TASK TO COMPLETE: Repeat the entries exactly, keeping every line as it is.

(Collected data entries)

########################################

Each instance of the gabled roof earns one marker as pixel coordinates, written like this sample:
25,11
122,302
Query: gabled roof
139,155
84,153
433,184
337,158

########################################

SOLUTION TO THIS EXERCISE:
Each instance of the gabled roof earns one marker as pixel coordinates, written like this sample:
25,11
122,302
Query: gabled roof
139,155
84,153
433,184
337,158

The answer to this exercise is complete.